__Task requirements__:
Your output must match the records below character for character.

__Information provided__:
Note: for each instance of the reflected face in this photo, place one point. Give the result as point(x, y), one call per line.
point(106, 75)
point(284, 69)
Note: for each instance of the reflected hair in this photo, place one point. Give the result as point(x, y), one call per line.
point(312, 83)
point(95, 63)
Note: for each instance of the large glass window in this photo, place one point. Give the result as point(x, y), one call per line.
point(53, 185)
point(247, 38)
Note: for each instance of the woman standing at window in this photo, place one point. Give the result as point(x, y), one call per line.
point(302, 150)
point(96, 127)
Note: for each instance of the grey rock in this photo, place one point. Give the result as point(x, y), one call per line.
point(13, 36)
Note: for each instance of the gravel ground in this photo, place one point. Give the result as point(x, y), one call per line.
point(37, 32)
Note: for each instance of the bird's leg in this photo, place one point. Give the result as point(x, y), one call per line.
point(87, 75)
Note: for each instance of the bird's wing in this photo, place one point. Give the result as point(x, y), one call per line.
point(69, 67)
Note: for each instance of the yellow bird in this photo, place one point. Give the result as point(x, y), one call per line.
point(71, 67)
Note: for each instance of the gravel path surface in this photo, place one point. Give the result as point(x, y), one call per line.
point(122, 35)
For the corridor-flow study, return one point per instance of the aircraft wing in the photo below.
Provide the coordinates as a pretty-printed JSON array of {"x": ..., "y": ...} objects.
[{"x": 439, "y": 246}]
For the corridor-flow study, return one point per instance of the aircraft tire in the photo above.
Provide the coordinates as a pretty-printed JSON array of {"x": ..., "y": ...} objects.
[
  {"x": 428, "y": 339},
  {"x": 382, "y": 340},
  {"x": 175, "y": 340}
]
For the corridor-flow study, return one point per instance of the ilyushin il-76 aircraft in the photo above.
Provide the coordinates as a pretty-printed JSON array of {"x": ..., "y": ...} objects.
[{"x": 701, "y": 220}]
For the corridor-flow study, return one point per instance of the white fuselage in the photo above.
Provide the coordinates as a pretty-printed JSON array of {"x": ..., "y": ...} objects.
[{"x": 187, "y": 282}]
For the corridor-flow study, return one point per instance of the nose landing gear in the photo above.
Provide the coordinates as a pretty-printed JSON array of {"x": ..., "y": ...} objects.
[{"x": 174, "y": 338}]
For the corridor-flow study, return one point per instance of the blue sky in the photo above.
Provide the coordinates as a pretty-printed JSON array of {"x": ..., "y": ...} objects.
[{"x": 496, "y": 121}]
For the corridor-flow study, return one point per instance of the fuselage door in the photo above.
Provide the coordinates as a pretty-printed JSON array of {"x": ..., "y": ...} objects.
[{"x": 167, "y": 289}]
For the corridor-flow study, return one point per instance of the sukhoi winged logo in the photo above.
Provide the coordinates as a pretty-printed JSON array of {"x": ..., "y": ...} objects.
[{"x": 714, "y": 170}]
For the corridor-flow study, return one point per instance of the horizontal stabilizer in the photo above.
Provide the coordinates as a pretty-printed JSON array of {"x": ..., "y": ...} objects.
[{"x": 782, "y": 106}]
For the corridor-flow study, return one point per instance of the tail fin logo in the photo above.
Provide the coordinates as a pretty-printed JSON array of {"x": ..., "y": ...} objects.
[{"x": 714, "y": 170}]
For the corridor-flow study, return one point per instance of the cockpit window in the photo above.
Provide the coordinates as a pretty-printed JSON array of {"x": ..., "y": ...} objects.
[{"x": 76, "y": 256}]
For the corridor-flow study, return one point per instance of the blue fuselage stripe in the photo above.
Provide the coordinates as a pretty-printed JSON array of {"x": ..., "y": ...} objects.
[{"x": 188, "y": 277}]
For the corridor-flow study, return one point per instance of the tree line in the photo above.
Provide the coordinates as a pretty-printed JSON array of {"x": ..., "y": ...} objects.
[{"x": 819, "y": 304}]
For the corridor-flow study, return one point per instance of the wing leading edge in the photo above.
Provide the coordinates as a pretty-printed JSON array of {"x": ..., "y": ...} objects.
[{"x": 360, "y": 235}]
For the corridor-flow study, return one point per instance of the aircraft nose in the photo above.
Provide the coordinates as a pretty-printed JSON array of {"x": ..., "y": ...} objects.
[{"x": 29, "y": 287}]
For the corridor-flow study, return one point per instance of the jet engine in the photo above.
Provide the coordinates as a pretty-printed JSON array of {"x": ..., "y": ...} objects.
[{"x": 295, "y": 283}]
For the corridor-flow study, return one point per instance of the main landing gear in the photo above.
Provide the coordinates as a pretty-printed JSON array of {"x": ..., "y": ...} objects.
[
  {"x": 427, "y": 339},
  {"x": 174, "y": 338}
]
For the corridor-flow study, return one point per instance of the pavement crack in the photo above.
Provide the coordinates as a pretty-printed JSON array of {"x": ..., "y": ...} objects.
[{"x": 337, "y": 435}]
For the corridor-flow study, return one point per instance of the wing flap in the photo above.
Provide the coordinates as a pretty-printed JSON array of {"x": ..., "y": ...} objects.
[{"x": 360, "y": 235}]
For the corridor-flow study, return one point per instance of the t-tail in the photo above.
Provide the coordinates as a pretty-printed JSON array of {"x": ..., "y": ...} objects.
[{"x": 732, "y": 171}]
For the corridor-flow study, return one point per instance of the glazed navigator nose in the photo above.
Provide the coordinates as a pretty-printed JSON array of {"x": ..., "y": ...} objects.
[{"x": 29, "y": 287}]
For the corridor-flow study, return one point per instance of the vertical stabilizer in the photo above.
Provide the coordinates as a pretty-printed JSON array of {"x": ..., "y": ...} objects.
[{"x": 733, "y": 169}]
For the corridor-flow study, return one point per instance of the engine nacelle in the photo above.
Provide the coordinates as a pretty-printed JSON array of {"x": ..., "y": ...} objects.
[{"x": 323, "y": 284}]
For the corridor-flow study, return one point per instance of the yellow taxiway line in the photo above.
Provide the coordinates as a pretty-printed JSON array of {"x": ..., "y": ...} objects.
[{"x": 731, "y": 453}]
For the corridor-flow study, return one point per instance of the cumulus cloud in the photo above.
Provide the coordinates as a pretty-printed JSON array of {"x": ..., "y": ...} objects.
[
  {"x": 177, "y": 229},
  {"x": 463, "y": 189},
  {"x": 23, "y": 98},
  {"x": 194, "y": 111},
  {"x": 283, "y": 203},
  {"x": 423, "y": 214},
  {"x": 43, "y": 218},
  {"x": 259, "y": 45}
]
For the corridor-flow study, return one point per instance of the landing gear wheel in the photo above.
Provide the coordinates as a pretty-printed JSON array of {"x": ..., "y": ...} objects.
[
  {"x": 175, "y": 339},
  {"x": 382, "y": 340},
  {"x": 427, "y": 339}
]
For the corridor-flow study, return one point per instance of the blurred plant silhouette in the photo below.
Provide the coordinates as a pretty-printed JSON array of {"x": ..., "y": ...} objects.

__Your solution__:
Note: for each instance of the reflected face in this photo, place one point. Give the result as point(x, y), one call per line.
point(106, 75)
point(284, 69)
Note: for each instance of the reflected hair in this photo, place one point. Give the result as point(x, y), one call per line.
point(312, 83)
point(95, 63)
Note: for each instance of the large glass window in this photo, place one point. Give the result as point(x, y), one call per line.
point(53, 185)
point(247, 38)
Note: for each instance of the woman standing at window in this photo, place one point. Give the result as point(x, y), one call per line.
point(302, 150)
point(96, 127)
Note: for each instance of the grey rock in this photo, place one point. Give the result as point(x, y), one call per line.
point(13, 36)
Note: for each instance of the gravel ground in this photo, place one point. Give the result as point(x, y), one call per line.
point(37, 32)
Note: for each instance of the bird's leg in this photo, place one point. Give the result as point(x, y), one call per line.
point(87, 75)
Note: for each instance of the bird's wing in this photo, place one point. Give the result as point(x, y), one call per line.
point(69, 67)
Note: for each instance of the yellow bird in this photo, place one point. Give the result as point(x, y), one call per line.
point(71, 67)
Note: for each instance of the gravel path surface in this photo, place one point. Give the result as point(x, y), one call per line.
point(122, 35)
For the corridor-flow study, return one point per instance of the aircraft wing in the photo below.
Provide the coordinates as a pretty-printed JSON array of {"x": ..., "y": ...} objects.
[{"x": 439, "y": 246}]
For the corridor-flow study, return one point per instance of the aircraft tire in the photo above.
Provide the coordinates as a pretty-printed JSON array of {"x": ..., "y": ...} objects.
[
  {"x": 428, "y": 339},
  {"x": 382, "y": 340},
  {"x": 175, "y": 340}
]
For the corridor-flow study, return one point per instance of the ilyushin il-76 aircraft in the photo above.
Provide the coordinates as a pretty-printed JSON array of {"x": ..., "y": ...} objects.
[{"x": 701, "y": 220}]
For the corridor-flow study, return one point per instance of the white fuselage in the photo above.
Provide the coordinates as a pretty-printed JSON array of {"x": ..., "y": ...} objects.
[{"x": 187, "y": 282}]
For the corridor-flow study, return one point per instance of the nose landing gear in the photo above.
Provide the coordinates as a pretty-printed JSON array of {"x": ..., "y": ...} objects.
[{"x": 174, "y": 338}]
For the corridor-flow study, return one point per instance of the blue sky in the photo above.
Provide the coordinates as a pretty-printed JSON array of {"x": ..., "y": ...} objects.
[{"x": 496, "y": 121}]
For the corridor-flow study, return one point per instance of the fuselage door in the photo above.
Provide the coordinates as a pretty-printed JSON array of {"x": ..., "y": ...} objects.
[{"x": 167, "y": 289}]
For the corridor-flow study, return one point per instance of the sukhoi winged logo in the photo above.
Provide the coordinates as a pretty-printed JSON array of {"x": ..., "y": ...} objects.
[{"x": 714, "y": 170}]
For the corridor-flow study, return one point per instance of the horizontal stabilizer in the photo above.
Provide the coordinates as a pretty-printed JSON array of {"x": ..., "y": ...} objects.
[{"x": 782, "y": 106}]
For the corridor-flow study, return one point per instance of the tail fin logo in the photo above.
Provide the coordinates as a pretty-printed JSON array of {"x": ..., "y": ...} objects.
[{"x": 714, "y": 170}]
For the corridor-flow study, return one point per instance of the cockpit window in the photo above.
Provide the coordinates as a pretty-printed JSON array of {"x": ..., "y": ...} objects.
[{"x": 76, "y": 256}]
For the corridor-flow study, return one point per instance of the blue fuselage stripe in the photo above.
Provide the coordinates as a pretty-printed JSON array of {"x": ..., "y": ...} objects.
[{"x": 188, "y": 277}]
For the corridor-flow study, return one point per instance of the tree line in the photo above.
Provide the coordinates as a pretty-printed JSON array of {"x": ..., "y": ...} objects.
[{"x": 819, "y": 304}]
For the corridor-flow study, return one point per instance of the wing leading edge in the photo above.
Provide the coordinates as a pretty-printed JSON array of {"x": ..., "y": ...} objects.
[{"x": 360, "y": 235}]
For the corridor-flow study, return one point per instance of the aircraft nose in the photo above.
Provide the coordinates as a pretty-printed JSON array of {"x": ..., "y": ...} objects.
[{"x": 29, "y": 287}]
For the corridor-flow study, return one point per instance of the jet engine in the photo above.
Provide the coordinates as a pretty-printed JSON array of {"x": ..., "y": ...} objects.
[{"x": 295, "y": 283}]
For the corridor-flow study, return one point per instance of the main landing gear in the photo above.
Provide the coordinates as a pretty-printed JSON array of {"x": ..., "y": ...} objects.
[
  {"x": 427, "y": 339},
  {"x": 174, "y": 338}
]
For the corridor-flow study, return one point per instance of the pavement crack in the photo above.
Provide the coordinates as a pretty-printed JSON array of {"x": ..., "y": ...} objects.
[{"x": 337, "y": 435}]
For the corridor-flow study, return one point per instance of the wing flap in the photo above.
Provide the coordinates as a pretty-printed JSON array of {"x": ..., "y": ...} objects.
[{"x": 360, "y": 235}]
For the corridor-flow study, return one point per instance of the t-tail in the photo above.
Provide the coordinates as a pretty-printed JSON array of {"x": ..., "y": ...} objects.
[{"x": 732, "y": 171}]
For the corridor-flow study, return one point per instance of the glazed navigator nose in the photo above.
Provide the coordinates as a pretty-printed JSON array of {"x": ..., "y": ...} objects.
[{"x": 29, "y": 287}]
For the corridor-flow study, return one point per instance of the vertical stabilizer in the photo above.
Provide the coordinates as a pretty-printed JSON array of {"x": ..., "y": ...} objects.
[{"x": 733, "y": 169}]
For the corridor-flow study, return one point per instance of the engine nacelle in the photo above.
Provide the coordinates as a pretty-printed JSON array of {"x": ..., "y": ...} objects.
[{"x": 323, "y": 284}]
For the corridor-flow study, return one point per instance of the yellow taxiway line in the photo above.
Provide the coordinates as a pretty-printed JSON array of {"x": ..., "y": ...} objects.
[{"x": 731, "y": 453}]
For the corridor-flow study, return one point per instance of the cumulus cloud in the photo above.
Provide the coordinates as a pretty-printed JSON array of {"x": ..., "y": ...} objects.
[
  {"x": 177, "y": 229},
  {"x": 463, "y": 189},
  {"x": 23, "y": 98},
  {"x": 194, "y": 111},
  {"x": 283, "y": 203},
  {"x": 423, "y": 214},
  {"x": 43, "y": 218},
  {"x": 259, "y": 45}
]
For the corridor-flow study, return one point per instance of the landing gear wheel in the photo above.
Provide the coordinates as a pretty-printed JSON array of {"x": ..., "y": ...} objects.
[
  {"x": 175, "y": 339},
  {"x": 382, "y": 340},
  {"x": 427, "y": 339}
]
For the corridor-flow study, return one point per instance of the blurred plant silhouette in the photo below.
Provide the coordinates as a pretty-printed JSON array of {"x": ..., "y": ...} objects.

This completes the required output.